» **Task brief**: Set down the material below in full, matching it exactly.

» **Records shown**:
## Start

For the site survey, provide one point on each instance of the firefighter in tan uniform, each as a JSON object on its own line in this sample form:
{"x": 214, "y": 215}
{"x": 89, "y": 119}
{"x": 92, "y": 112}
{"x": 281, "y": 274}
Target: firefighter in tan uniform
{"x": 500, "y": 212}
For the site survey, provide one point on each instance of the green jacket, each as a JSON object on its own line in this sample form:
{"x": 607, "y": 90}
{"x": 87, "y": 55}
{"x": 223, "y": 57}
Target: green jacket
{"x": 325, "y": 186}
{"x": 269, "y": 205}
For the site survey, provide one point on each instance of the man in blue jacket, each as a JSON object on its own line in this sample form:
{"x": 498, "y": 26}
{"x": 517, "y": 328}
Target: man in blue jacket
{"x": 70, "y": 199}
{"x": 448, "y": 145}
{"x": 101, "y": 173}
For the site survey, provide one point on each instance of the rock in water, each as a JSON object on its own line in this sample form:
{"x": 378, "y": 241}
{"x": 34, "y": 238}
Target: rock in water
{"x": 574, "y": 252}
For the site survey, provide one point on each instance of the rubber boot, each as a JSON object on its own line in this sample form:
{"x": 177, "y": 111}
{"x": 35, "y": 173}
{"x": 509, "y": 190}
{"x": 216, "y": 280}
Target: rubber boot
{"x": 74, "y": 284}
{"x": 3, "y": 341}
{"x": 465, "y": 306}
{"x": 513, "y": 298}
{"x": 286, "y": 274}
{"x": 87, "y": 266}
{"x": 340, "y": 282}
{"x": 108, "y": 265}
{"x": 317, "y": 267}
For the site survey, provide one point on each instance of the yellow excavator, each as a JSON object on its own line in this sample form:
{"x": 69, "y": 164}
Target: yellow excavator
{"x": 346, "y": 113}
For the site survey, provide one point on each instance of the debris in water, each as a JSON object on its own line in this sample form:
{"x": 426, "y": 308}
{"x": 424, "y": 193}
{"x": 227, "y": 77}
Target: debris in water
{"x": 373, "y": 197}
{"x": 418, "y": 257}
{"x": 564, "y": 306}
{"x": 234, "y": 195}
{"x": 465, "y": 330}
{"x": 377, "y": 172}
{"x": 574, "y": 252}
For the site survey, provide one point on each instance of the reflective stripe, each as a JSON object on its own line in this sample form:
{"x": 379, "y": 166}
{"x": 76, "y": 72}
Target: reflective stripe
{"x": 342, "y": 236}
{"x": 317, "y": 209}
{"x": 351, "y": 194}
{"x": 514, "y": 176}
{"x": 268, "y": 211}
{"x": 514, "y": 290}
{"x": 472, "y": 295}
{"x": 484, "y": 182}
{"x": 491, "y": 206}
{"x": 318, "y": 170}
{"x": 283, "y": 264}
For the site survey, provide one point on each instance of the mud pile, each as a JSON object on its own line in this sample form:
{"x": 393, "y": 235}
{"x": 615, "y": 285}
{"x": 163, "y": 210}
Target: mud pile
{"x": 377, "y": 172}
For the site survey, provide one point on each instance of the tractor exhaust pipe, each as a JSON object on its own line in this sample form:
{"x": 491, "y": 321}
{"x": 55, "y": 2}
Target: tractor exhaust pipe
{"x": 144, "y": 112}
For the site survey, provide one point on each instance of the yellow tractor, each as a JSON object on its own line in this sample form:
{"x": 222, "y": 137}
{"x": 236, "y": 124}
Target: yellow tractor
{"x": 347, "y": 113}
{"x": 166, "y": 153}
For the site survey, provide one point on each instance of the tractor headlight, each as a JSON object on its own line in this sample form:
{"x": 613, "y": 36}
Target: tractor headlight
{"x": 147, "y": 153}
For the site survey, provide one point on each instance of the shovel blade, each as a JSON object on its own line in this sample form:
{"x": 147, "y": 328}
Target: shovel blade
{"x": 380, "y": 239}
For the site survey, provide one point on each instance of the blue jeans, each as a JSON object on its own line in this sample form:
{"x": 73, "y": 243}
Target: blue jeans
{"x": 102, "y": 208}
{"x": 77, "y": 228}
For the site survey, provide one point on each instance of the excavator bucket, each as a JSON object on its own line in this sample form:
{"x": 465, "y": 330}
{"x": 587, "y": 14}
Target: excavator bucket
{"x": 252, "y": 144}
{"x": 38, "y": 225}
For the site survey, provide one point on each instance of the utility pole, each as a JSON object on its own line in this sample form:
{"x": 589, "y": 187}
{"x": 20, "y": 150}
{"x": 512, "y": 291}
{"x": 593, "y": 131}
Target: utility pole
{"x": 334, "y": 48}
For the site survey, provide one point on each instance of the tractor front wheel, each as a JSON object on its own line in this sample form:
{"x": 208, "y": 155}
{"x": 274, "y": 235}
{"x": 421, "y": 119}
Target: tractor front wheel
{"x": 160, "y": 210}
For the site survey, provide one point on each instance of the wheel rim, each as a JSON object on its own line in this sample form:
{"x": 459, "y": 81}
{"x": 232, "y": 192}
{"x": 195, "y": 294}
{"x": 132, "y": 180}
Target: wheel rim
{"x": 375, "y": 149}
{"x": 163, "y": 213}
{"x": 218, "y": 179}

## End

» **Problem solution**:
For the site survey, provide one point on each instance of the firefighter in tan uniform, each as a JSON object on its own line in this sample form:
{"x": 214, "y": 215}
{"x": 89, "y": 119}
{"x": 92, "y": 112}
{"x": 281, "y": 274}
Target: firefighter in tan uniform
{"x": 500, "y": 212}
For the site survey, provide one point on each instance of the green jacket, each as a JSON object on its own line in this sample form:
{"x": 607, "y": 90}
{"x": 87, "y": 55}
{"x": 223, "y": 57}
Target: green jacket
{"x": 325, "y": 186}
{"x": 269, "y": 205}
For the site survey, provide one point on each instance of the man in blue jacket, each as a JSON object on its own line in this sample form:
{"x": 498, "y": 26}
{"x": 517, "y": 328}
Target: man in blue jacket
{"x": 70, "y": 199}
{"x": 448, "y": 145}
{"x": 101, "y": 173}
For the site survey, provide one point on each instance of the rock in water, each as a JSON object on its own line in this sample form:
{"x": 378, "y": 241}
{"x": 34, "y": 238}
Target: rock in water
{"x": 574, "y": 252}
For the site survey, provide one point on each instance of the rubber boot, each as a JSON object on its own line in this sample form:
{"x": 177, "y": 111}
{"x": 35, "y": 173}
{"x": 509, "y": 190}
{"x": 216, "y": 280}
Target: rubber boot
{"x": 74, "y": 284}
{"x": 3, "y": 341}
{"x": 465, "y": 306}
{"x": 513, "y": 298}
{"x": 286, "y": 274}
{"x": 87, "y": 266}
{"x": 340, "y": 282}
{"x": 108, "y": 265}
{"x": 317, "y": 267}
For the site survey, provide one point on each instance of the yellow excavator, each as a JSON object on its own line in this sample form:
{"x": 69, "y": 164}
Target: yellow excavator
{"x": 346, "y": 113}
For the site survey, provide one point on each instance of the debris in water, each as a JSON object on its own line in this sample form:
{"x": 426, "y": 308}
{"x": 424, "y": 193}
{"x": 227, "y": 77}
Target: debris in water
{"x": 373, "y": 197}
{"x": 418, "y": 257}
{"x": 564, "y": 306}
{"x": 234, "y": 195}
{"x": 465, "y": 330}
{"x": 377, "y": 172}
{"x": 574, "y": 252}
For the site survey, provide one point on each instance of the reflective stripe, each as a JSON object on its own line in this sample form:
{"x": 379, "y": 166}
{"x": 76, "y": 72}
Target: reflective stripe
{"x": 342, "y": 236}
{"x": 317, "y": 209}
{"x": 351, "y": 194}
{"x": 514, "y": 176}
{"x": 268, "y": 211}
{"x": 514, "y": 290}
{"x": 472, "y": 295}
{"x": 484, "y": 182}
{"x": 491, "y": 206}
{"x": 318, "y": 170}
{"x": 283, "y": 264}
For the site survey, provide one point on each instance of the mud pile, each as a JSON object on its own line in this sample form:
{"x": 393, "y": 235}
{"x": 615, "y": 285}
{"x": 163, "y": 210}
Target: mud pile
{"x": 377, "y": 172}
For the site survey, provide one point on each instance of the tractor exhaust pipe, each as a JSON object on its own line in this sample form:
{"x": 491, "y": 321}
{"x": 55, "y": 2}
Target: tractor exhaust pipe
{"x": 144, "y": 112}
For the site survey, provide one point on each instance of the yellow tractor, each as a JSON object on its own line in this sample form:
{"x": 222, "y": 137}
{"x": 236, "y": 124}
Target: yellow tractor
{"x": 347, "y": 113}
{"x": 166, "y": 153}
For the site survey, provide one point on each instance of the tractor headlight, each as a JSON object on its own line in this sample form:
{"x": 613, "y": 36}
Target: tractor headlight
{"x": 147, "y": 153}
For the site survey, provide one point on each instance of the shovel blade, each as a JSON object on its own line in this sample form:
{"x": 147, "y": 328}
Target: shovel blade
{"x": 380, "y": 239}
For the site survey, provide one point on each instance of the blue jeans, each as a JSON object on its own line in this sample form:
{"x": 73, "y": 243}
Target: blue jeans
{"x": 102, "y": 208}
{"x": 77, "y": 228}
For the site survey, provide one point on each instance of the excavator bucket, each as a JSON object on its own line in this sample form:
{"x": 465, "y": 330}
{"x": 587, "y": 14}
Target: excavator bucket
{"x": 252, "y": 144}
{"x": 38, "y": 225}
For the site survey, provide one point on each instance of the utility pole, each as a JSON object on its own line in this sample form:
{"x": 589, "y": 187}
{"x": 20, "y": 150}
{"x": 512, "y": 291}
{"x": 593, "y": 131}
Target: utility pole
{"x": 334, "y": 48}
For the site survey, provide one point on each instance of the tractor front wheel, each as a JSON object on its own line in this sample form:
{"x": 208, "y": 155}
{"x": 274, "y": 235}
{"x": 421, "y": 119}
Target: tractor front wheel
{"x": 160, "y": 210}
For the site survey, provide one point on each instance of the wheel rim, each as a JSON object on its own line in this sample form:
{"x": 459, "y": 81}
{"x": 232, "y": 192}
{"x": 195, "y": 294}
{"x": 132, "y": 180}
Target: wheel rim
{"x": 375, "y": 149}
{"x": 163, "y": 213}
{"x": 218, "y": 179}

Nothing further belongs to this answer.